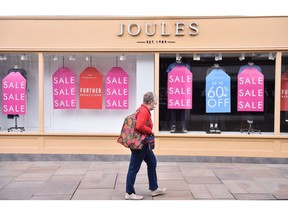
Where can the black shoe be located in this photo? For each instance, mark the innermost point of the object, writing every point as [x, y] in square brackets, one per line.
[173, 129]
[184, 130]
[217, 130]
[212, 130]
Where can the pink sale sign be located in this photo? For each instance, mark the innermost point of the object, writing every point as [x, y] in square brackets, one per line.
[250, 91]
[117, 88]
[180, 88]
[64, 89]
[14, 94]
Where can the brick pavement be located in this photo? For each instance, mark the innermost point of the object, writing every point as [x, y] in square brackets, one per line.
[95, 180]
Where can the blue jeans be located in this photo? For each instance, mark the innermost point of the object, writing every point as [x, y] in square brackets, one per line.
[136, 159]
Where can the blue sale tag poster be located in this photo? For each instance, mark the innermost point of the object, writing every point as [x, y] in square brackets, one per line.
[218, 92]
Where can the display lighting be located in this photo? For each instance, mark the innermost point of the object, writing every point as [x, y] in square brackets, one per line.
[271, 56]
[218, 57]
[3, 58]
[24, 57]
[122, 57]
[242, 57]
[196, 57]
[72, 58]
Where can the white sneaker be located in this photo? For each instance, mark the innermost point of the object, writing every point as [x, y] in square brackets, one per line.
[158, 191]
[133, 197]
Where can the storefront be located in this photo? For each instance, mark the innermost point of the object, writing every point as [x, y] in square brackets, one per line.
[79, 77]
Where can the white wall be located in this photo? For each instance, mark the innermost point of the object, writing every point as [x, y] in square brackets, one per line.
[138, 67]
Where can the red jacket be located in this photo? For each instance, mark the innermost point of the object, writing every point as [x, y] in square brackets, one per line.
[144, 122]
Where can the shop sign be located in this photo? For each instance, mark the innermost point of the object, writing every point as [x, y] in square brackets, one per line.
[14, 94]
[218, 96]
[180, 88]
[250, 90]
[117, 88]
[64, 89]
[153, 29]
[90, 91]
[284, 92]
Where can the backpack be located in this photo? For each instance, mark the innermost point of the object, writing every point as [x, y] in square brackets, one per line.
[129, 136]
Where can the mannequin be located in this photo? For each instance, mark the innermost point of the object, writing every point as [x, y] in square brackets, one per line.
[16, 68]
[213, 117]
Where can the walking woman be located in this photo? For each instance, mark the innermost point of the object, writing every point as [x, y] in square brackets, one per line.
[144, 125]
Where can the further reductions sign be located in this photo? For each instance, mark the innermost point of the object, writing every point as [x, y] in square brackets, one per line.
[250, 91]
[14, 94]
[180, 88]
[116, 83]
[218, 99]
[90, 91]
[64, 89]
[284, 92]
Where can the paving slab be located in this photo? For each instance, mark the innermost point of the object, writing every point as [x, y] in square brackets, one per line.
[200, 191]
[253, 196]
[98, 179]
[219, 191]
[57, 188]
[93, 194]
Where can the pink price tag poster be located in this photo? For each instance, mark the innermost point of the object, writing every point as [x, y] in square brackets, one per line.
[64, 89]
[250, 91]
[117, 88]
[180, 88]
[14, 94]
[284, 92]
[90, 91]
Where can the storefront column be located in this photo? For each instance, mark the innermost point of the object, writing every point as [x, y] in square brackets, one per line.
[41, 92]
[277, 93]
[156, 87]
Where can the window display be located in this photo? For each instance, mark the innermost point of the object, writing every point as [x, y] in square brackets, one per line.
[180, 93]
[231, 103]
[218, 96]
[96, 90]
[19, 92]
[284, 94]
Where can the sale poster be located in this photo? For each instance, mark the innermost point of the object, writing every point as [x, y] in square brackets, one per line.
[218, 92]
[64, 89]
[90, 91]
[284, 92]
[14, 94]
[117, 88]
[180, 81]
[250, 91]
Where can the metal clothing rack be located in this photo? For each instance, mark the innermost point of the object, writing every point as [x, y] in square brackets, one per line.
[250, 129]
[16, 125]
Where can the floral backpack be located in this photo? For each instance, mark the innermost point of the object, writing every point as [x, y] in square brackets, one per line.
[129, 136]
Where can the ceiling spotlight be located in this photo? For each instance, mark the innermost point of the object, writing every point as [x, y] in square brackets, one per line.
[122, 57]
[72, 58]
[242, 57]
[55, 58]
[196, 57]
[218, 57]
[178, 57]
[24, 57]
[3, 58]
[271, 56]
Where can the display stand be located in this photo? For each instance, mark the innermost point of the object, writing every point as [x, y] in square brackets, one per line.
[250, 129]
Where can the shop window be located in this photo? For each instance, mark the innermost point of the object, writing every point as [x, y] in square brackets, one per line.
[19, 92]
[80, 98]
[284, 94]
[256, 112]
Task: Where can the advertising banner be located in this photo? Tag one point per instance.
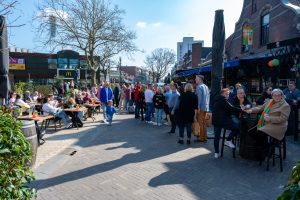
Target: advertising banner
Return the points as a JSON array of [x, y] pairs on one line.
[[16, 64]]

+++

Write out again the listing lines between the line holding "Where can the floral" and the end of the listing, inclusive, requests included, and shift every point coordinate in the answers up by 136. Omit the pictures.

**OUTPUT OF THE EXERCISE:**
Where can the floral backpack be located in this photo? For each instance, mark the innermost point of the object, writing every point as [x, y] in square brackets, one per line.
[265, 272]
Where can the ceiling spotlight be located in this photo? For each instance, mark the innermost point of the object, writing every point as [x, y] in square brackets, one per line.
[258, 193]
[208, 194]
[378, 193]
[191, 194]
[332, 193]
[354, 193]
[314, 193]
[160, 193]
[139, 194]
[407, 192]
Where can the display stand be located in this photo? For each instance, mark the innermost point of the object, writing every point as [x, y] in square brackets, one per line.
[386, 265]
Where can the shop window be located in this photo? For each instance, mark the innermost point of the object, writing every point as [x, y] in square brackets, one per line.
[155, 228]
[216, 234]
[420, 230]
[392, 248]
Task: Where can the advertising banner be located in this photo? Tag one point per instance.
Target: advertising banner
Return the points as a JSON array of [x, y] pairs on one line.
[[152, 200]]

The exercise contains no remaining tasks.